# Belge Alıntısı

+-------+

Konuşunca, çok yüksek seslenmeyesin. Muhatabın işiteceği kadar ve ağır söyleyesin.
 
Kendin için susmayı ve az hareketi âdet edesin. Böylece sabır ve sebatını herkes bilsin.
 
İnsanlar içerisinde Allah-û Teâlâ'yı çok an ki, O'nu senden öğrensinler.
 
Beş vakit namazın arkasından kendin için öyle vird kabul et ki, onda Kur'an okuyup, zikr ile şükrünü yapasın.
 
Her ayda birkaç gün oruç tut.
 
Nefsini murakabe edip, ilmi muhafazaya alasın. Böylece amelinle iki dünyada menfaatlenesin. İnsanlarla olan işlerini o görsün.
 
Elinde bulunan dünya devletine ve bedenin sıhhatine itibar ve itimad etmeyesin. Böylece hepsinden sorguya çekildikte ümidsizliğe düşmeyesin.

+-------+

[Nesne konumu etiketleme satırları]
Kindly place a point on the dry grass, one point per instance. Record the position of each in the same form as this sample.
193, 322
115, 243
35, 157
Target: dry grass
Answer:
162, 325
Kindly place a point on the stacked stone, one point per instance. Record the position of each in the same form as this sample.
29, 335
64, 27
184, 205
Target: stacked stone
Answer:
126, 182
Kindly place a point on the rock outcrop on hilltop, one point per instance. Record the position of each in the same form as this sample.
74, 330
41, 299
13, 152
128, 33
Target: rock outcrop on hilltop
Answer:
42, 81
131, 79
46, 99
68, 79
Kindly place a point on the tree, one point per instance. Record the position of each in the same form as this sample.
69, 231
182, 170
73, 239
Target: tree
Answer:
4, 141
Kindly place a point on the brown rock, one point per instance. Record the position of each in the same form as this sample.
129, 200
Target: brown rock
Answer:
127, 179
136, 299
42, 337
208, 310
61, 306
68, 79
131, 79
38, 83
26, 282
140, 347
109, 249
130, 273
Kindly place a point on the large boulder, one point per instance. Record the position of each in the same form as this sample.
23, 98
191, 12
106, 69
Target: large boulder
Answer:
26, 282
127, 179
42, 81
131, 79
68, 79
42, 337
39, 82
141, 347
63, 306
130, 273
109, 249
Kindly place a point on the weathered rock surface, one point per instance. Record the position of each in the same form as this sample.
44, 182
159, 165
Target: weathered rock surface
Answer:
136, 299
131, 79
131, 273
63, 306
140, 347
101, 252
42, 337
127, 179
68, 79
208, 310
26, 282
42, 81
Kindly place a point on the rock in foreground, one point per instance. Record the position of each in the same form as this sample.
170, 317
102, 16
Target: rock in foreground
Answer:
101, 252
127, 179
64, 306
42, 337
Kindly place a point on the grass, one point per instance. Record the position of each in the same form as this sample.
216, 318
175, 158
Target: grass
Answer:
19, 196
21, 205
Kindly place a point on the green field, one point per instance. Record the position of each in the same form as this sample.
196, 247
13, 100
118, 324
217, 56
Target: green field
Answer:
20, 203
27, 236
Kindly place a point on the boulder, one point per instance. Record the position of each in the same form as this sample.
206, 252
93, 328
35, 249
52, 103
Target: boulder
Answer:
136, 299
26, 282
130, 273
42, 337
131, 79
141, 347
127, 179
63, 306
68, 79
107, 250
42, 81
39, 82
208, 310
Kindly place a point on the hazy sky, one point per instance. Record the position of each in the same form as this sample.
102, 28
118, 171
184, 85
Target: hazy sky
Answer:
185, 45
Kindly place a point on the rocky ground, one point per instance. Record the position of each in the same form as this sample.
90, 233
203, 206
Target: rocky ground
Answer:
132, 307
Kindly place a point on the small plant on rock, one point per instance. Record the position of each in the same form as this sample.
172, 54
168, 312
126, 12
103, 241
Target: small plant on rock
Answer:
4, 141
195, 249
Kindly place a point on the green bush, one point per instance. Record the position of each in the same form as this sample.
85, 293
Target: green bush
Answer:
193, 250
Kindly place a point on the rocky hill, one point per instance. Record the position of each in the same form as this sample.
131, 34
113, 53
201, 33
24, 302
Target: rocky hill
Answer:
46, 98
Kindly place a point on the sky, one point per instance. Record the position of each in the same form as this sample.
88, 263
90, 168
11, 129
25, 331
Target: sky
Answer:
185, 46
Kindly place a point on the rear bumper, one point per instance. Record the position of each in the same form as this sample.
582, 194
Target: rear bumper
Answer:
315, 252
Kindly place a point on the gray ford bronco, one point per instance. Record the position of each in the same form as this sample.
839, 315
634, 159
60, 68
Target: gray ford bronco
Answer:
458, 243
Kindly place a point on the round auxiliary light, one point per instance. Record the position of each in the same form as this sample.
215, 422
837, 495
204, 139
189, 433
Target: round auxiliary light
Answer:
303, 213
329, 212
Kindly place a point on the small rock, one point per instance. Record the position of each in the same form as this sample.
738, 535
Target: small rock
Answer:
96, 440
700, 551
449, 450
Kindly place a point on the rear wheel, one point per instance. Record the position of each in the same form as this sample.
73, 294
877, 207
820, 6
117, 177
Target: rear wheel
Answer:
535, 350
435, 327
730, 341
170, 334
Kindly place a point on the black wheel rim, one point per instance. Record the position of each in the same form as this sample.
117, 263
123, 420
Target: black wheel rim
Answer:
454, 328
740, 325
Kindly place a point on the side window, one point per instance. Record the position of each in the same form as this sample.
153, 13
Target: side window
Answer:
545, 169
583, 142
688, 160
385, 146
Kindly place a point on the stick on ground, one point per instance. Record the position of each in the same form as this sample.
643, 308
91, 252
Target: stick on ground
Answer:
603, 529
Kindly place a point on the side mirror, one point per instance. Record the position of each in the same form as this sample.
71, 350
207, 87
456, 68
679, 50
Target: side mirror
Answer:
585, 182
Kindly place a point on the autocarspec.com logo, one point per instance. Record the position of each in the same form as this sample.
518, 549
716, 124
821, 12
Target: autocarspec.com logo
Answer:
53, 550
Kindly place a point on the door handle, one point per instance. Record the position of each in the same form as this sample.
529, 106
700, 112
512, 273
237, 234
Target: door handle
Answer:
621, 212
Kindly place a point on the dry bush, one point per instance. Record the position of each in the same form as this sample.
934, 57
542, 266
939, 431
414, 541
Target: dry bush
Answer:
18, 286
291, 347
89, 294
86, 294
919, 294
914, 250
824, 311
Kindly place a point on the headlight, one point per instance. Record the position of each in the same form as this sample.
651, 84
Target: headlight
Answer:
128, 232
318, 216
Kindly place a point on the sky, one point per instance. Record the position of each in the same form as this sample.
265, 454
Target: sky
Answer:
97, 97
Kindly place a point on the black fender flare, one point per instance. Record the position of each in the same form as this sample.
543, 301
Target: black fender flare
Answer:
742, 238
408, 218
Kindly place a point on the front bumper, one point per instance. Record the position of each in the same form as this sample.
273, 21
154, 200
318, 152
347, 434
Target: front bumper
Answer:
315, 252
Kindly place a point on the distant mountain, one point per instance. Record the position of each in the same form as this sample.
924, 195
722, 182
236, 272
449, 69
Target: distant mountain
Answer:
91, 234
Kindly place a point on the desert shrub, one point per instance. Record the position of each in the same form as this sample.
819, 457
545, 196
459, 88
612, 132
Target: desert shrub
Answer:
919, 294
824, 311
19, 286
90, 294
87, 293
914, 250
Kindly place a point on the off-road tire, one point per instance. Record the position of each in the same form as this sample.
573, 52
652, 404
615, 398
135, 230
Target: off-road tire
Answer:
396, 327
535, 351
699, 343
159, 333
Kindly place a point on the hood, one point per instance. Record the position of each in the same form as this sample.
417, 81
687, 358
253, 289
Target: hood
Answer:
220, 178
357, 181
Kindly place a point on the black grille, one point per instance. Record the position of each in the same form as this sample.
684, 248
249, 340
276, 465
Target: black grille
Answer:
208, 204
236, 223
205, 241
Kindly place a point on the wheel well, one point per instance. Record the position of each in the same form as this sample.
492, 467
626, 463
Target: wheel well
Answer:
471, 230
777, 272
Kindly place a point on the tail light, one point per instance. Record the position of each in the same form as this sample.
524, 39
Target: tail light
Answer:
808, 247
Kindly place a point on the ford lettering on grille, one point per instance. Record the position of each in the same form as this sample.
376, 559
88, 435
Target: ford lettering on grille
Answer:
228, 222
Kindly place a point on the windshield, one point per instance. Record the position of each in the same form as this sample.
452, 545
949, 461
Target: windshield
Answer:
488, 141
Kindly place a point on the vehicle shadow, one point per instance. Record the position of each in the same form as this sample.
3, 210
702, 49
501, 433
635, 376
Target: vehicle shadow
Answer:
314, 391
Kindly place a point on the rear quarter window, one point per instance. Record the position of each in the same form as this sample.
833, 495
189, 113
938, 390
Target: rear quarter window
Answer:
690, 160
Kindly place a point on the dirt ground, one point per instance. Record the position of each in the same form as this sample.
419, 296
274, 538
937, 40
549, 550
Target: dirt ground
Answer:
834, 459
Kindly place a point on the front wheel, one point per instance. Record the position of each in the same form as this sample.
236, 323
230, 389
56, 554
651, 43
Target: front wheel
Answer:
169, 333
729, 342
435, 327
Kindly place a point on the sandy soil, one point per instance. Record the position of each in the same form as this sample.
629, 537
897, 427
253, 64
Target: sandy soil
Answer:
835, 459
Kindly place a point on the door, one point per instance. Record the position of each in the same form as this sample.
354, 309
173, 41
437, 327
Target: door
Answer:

+-------+

# Verilen Görev
Belge alıntısına göre konuşurken sesin yüksekliği ne kadar olmalıdır?

# Tamamlanan Görev
Ses muhatabın işiteceği kadar olmalı ve söz ağır söylenmelidir.